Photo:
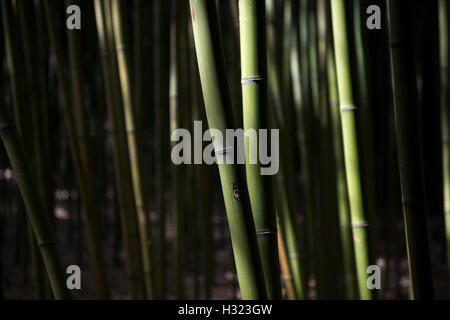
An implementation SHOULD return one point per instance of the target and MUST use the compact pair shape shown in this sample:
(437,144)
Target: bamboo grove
(359,207)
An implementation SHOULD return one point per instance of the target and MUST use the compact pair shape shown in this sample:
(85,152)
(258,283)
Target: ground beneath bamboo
(17,279)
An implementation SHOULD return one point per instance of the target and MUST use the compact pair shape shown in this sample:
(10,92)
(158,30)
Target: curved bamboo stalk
(217,102)
(445,115)
(39,219)
(360,225)
(135,159)
(161,67)
(409,158)
(132,263)
(85,188)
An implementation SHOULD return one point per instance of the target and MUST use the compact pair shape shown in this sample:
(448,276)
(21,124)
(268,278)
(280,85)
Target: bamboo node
(238,193)
(120,47)
(359,225)
(293,255)
(44,244)
(407,202)
(264,232)
(224,151)
(348,108)
(4,128)
(254,79)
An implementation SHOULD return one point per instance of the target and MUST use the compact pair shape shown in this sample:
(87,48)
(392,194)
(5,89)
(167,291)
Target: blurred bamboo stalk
(135,157)
(409,158)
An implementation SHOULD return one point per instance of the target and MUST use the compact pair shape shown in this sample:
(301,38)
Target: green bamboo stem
(34,205)
(365,97)
(118,117)
(255,111)
(161,68)
(135,159)
(85,187)
(217,102)
(341,185)
(132,264)
(284,199)
(330,215)
(409,158)
(178,172)
(285,268)
(307,141)
(16,88)
(359,220)
(445,115)
(204,193)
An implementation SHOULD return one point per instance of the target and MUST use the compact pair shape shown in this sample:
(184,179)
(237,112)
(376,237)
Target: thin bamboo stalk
(161,68)
(284,199)
(341,185)
(178,172)
(409,158)
(132,263)
(34,205)
(85,188)
(359,220)
(254,100)
(445,115)
(135,158)
(217,99)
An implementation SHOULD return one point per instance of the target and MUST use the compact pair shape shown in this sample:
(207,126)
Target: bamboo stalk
(285,267)
(217,99)
(85,187)
(34,205)
(255,111)
(359,222)
(341,186)
(178,172)
(132,263)
(161,68)
(445,115)
(409,158)
(135,158)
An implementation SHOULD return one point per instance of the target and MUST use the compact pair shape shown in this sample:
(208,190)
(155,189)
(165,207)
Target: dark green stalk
(445,115)
(125,213)
(217,101)
(161,81)
(84,186)
(341,185)
(254,100)
(135,158)
(359,222)
(409,157)
(34,205)
(123,152)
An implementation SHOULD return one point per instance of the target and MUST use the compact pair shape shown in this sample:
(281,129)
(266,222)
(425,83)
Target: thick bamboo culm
(254,94)
(136,149)
(216,96)
(85,187)
(359,221)
(134,156)
(39,219)
(410,165)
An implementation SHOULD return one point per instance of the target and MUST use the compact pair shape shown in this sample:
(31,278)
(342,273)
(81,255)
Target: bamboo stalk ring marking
(264,232)
(359,225)
(4,128)
(237,192)
(255,79)
(348,108)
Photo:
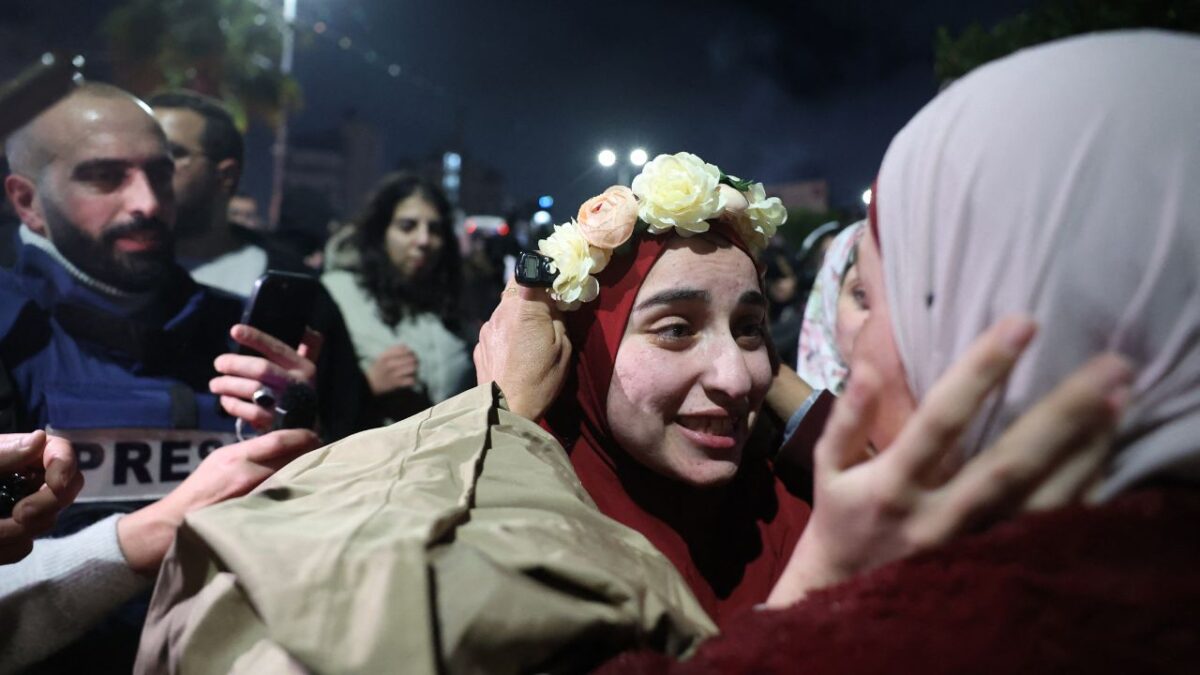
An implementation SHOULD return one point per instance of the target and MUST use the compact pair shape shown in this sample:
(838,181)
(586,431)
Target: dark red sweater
(1114,589)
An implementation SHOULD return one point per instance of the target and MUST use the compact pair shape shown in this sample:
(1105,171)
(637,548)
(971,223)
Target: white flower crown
(679,192)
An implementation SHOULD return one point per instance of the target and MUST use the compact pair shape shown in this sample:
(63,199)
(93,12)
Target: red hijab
(730,543)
........
> **Exercise requirements**: Set down the material above exactly. Skip any picture.

> **Solution to this task**:
Photo:
An implementation SHOULD return one point per instance of the target and MUST use the compact pair shape shown in this sample:
(437,144)
Target: bamboo grove
(359,207)
An implementation SHOULD return one point per instance of the target and MUST use the compact pair shape shown in this sample:
(85,152)
(258,283)
Target: ground beneath bamboo
(17,279)
An implementation SHOULD return one point per instance of the target and MUST use the compact pair shape shown in this sample:
(10,92)
(158,30)
Target: curved bamboo stalk
(217,102)
(445,115)
(39,219)
(360,225)
(135,159)
(161,67)
(409,158)
(132,263)
(85,188)
An implementation SHOULD return one point per instance of the target and MUST use the compact pair shape shown in this sample:
(448,276)
(21,124)
(268,278)
(280,85)
Target: bamboo node
(238,193)
(120,47)
(359,225)
(293,255)
(44,244)
(407,202)
(264,232)
(224,151)
(348,108)
(4,128)
(254,79)
An implementation SHOULD return one point per instance of the target and MUST use the compact pair shape shown in this sample:
(87,48)
(392,194)
(5,89)
(167,291)
Target: blurred bamboo stalk
(135,157)
(409,158)
An implementation SHOULD return one point per instance of the target and MUST use the compact pair shape shown in this sample:
(301,38)
Target: green bamboo stem
(34,205)
(365,97)
(118,117)
(255,111)
(161,68)
(135,159)
(85,187)
(217,102)
(341,185)
(132,264)
(284,199)
(330,215)
(409,158)
(178,172)
(285,268)
(307,141)
(16,88)
(359,220)
(445,115)
(204,193)
An implementation SHOULD return one point per instance of the target and MUST use the compact pair shape shown in this sample:
(184,179)
(237,112)
(376,237)
Target: thin bamboo stalk
(161,68)
(284,199)
(341,185)
(178,172)
(409,158)
(132,263)
(34,205)
(85,188)
(359,220)
(254,100)
(445,115)
(135,158)
(217,99)
An implementation SHOULD return one point per instance of the target and MUST use the compact pair shape shown in this sample:
(207,126)
Target: bamboo stalk
(285,267)
(217,99)
(85,187)
(34,205)
(255,111)
(359,222)
(341,186)
(178,172)
(132,263)
(161,68)
(445,115)
(409,158)
(135,158)
An implementation SHOULD return one point per instance of the target and MUST use the compact pair shape shown in this sample:
(208,190)
(155,189)
(165,207)
Target: dark green stalk
(445,115)
(125,213)
(217,101)
(161,81)
(84,186)
(341,185)
(254,100)
(135,158)
(359,222)
(409,157)
(34,205)
(123,152)
An implementation SHOULD return one point per instance of the target and MUST use the compact pair shape shown in this sample:
(281,129)
(266,222)
(425,83)
Target: thick bamboo culm
(254,94)
(136,149)
(216,96)
(85,187)
(359,221)
(134,156)
(39,219)
(410,165)
An implementation SHOULD return one point per instance of the target and MUST use the compact pair shape shown in this sample:
(31,278)
(342,273)
(81,255)
Target: bamboo stalk ring marking
(264,232)
(359,225)
(4,128)
(237,192)
(255,79)
(348,108)
Photo:
An implementation SHOULD return one point per instance of the target and MUST use the compact pair shape shown in this sample:
(838,181)
(586,431)
Target: dark red sweater
(1114,589)
An implementation SHOULD return one point per instance of the target and MUST use the compact pair shape shown in this sample:
(1105,171)
(637,548)
(971,223)
Target: white flower crown
(679,192)
An implementation SHOULD return one point per instance of the target and MUST use the compact pair shape shown in this sample:
(63,199)
(93,12)
Target: red hijab
(730,543)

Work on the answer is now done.